Trecho da página.
☆ ☆ ☆ ☆

1. A chamada multa contratual de fidelidade – cláusula penal que, acompanhando instrumento de adesão a serviço de telefonia, onera o usuário, como contrapartida pelo oferecimento de determinado produto ou benefício, com a permanência do vínculo com a prestadora por prazo determinado – não incide sobre o contrato de prestação de serviço de telefonia propriamente dito, e sim sobre pactuação paralela, notadamente a aquisição de estação móvel (aparelho de telefonia celular) ou outro dispositivo mediante valor inferior ao praticado no mercado. O instrumento pelo qual a prestadora de serviços de telefonia oferece benefícios a seus usuários, exigindo, em contrapartida, que permaneçam a ela vinculados por um prazo mínimo, não se confunde com o termo de adesão do usuário a plano de serviço de telecomunicações, tampouco o integra, consubstanciando típica relação de consumo.
2. Ao impor o cancelamento da multa contratual de fidelidade quando o usuário de serviços de telefonia celular ou fixa comprovar que perdeu o vínculo empregatício após a adesão ao contrato, a Lei nº 6.295/2012 do Estado do Rio de Janeiro disciplina relação jurídica tipicamente consumerista, ainda que realizada paralelamente a contrato de prestação de serviço de telefonia. Os efeitos da medida esgotam-se na relação entre o consumidor-usuário e o fornecedor-prestador do serviço público, não interferindo no conteúdo dos contratos administrativos firmados no âmbito federal para prestação do serviço público.
3. Implementada norma de proteção ao consumidor que, rigorosamente contida nos limites do art. 24, V, da Carta Política, em nada interfere no regime de exploração, na estrutura remuneratória da prestação dos serviços ou no equilíbrio dos contratos administrativos, inocorrente usurpação da competência legislativa privativa da União, e, consequentemente, afronta aos arts. 1º, 21, IX, 22, IV, e 175 da Constituição da República.
- Ação direta de inconstitucionalidade julgada improcedente.
(STF, ADI nº 4.908/RJ, Rel. Min. Rosa Weber, DJE 06/05/2019).
Ademais, há precedentes da Comissão de Constituição, Legislação e Justiça desta Nobre Casa Parlamentar, em declarar a constitucionalidade e legalidade de Projeto de Lei de iniciativa parlamentar que fixa normas de Direito do Consumidor: Parecer nº 7275/2018 ao PL nº 1512/2017. Bem como, em proposição que visa regular os serviços de telecomunicações no âmbito do Estado de Pernambuco: Parecer nº 446/2019, ao PL nº 273/2019.

☆ ☆ ☆ ☆

Registros sobre localização de itens nomeados.
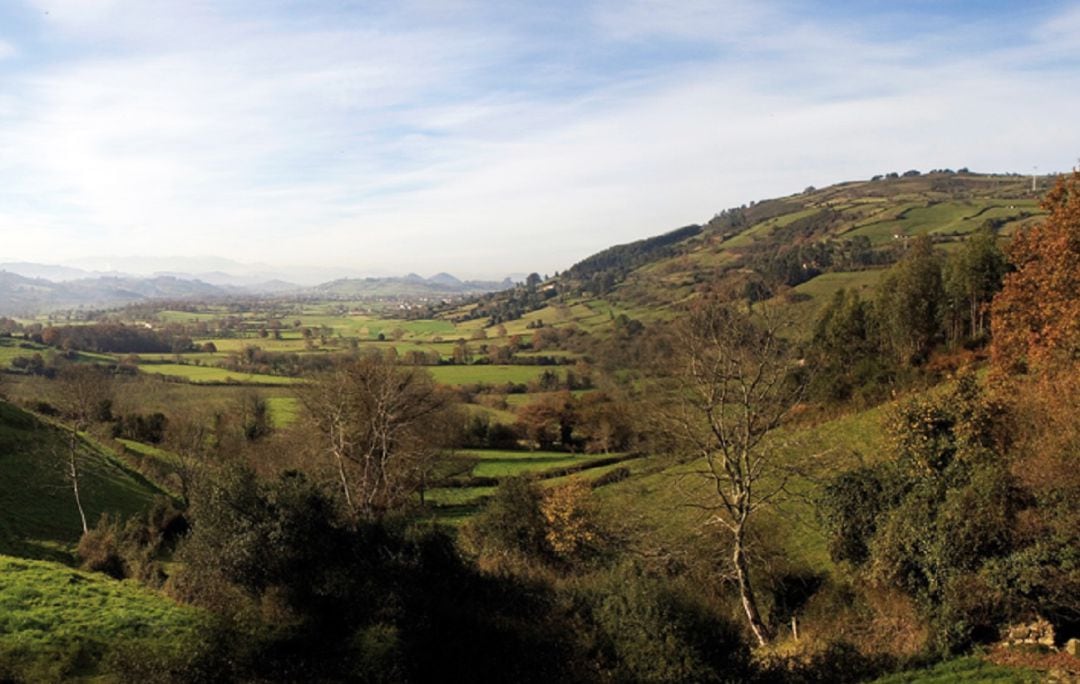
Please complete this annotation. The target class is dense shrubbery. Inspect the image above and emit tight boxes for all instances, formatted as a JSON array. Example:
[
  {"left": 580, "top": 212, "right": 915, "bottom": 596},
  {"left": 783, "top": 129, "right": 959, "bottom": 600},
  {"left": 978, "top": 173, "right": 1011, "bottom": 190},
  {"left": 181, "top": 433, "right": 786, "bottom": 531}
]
[{"left": 821, "top": 376, "right": 1080, "bottom": 652}]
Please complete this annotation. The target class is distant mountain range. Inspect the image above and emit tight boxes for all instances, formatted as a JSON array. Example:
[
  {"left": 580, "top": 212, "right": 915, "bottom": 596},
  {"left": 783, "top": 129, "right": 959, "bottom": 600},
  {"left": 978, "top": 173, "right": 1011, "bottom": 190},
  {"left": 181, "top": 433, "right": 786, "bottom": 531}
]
[{"left": 0, "top": 261, "right": 513, "bottom": 316}]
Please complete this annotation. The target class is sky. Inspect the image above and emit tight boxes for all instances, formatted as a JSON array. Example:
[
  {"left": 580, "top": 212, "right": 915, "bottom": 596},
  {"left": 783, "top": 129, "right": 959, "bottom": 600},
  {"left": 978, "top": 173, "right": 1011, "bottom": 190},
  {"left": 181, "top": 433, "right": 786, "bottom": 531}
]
[{"left": 0, "top": 0, "right": 1080, "bottom": 278}]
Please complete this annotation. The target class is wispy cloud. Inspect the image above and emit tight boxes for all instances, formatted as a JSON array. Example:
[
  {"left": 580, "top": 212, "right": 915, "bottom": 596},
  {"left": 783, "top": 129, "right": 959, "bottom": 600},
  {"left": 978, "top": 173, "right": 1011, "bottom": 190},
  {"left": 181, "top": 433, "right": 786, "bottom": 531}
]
[{"left": 0, "top": 0, "right": 1080, "bottom": 276}]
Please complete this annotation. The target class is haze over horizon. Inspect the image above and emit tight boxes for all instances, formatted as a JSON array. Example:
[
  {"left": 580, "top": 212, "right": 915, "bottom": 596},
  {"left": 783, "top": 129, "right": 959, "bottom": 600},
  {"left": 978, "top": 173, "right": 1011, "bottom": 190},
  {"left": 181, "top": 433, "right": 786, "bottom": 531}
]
[{"left": 0, "top": 0, "right": 1080, "bottom": 279}]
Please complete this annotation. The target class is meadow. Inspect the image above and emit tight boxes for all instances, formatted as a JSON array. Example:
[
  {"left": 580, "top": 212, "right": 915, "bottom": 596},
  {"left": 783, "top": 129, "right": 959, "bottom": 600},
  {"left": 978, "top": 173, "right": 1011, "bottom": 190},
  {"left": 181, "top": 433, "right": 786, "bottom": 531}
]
[{"left": 0, "top": 555, "right": 206, "bottom": 682}]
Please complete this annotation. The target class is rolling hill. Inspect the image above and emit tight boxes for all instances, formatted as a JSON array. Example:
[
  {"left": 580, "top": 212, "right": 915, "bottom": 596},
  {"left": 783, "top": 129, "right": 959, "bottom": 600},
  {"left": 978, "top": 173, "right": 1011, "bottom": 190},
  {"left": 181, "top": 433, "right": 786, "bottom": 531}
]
[{"left": 0, "top": 401, "right": 162, "bottom": 561}]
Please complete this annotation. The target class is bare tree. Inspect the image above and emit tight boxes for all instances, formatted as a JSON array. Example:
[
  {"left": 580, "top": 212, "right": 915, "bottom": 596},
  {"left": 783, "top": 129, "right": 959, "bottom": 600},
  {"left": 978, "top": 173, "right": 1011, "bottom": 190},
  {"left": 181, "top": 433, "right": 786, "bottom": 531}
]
[
  {"left": 53, "top": 365, "right": 112, "bottom": 533},
  {"left": 667, "top": 301, "right": 805, "bottom": 645},
  {"left": 298, "top": 354, "right": 450, "bottom": 519}
]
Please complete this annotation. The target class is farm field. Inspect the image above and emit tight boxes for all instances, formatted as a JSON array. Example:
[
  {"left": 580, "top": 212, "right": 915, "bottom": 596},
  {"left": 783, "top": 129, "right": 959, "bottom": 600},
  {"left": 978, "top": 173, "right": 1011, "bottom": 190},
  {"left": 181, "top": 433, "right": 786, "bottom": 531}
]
[
  {"left": 428, "top": 364, "right": 566, "bottom": 385},
  {"left": 139, "top": 363, "right": 300, "bottom": 385},
  {"left": 0, "top": 555, "right": 205, "bottom": 682},
  {"left": 0, "top": 401, "right": 161, "bottom": 560}
]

☆ ☆ ☆ ☆

Instruções de trabalho. Copie do trecho sobre a multa contratual de fidelidade a passagem que começa em "2. Ao impor" e segue até "do serviço público.", sem alterar nada.

Resposta completa.
2. Ao impor o cancelamento da multa contratual de fidelidade quando o usuário de serviços de telefonia celular ou fixa comprovar que perdeu o vínculo empregatício após a adesão ao contrato, a Lei nº 6.295/2012 do Estado do Rio de Janeiro disciplina relação jurídica tipicamente consumerista, ainda que realizada paralelamente a contrato de prestação de serviço de telefonia. Os efeitos da medida esgotam-se na relação entre o consumidor-usuário e o fornecedor-prestador do serviço público, não interferindo no conteúdo dos contratos administrativos firmados no âmbito federal para prestação do serviço público.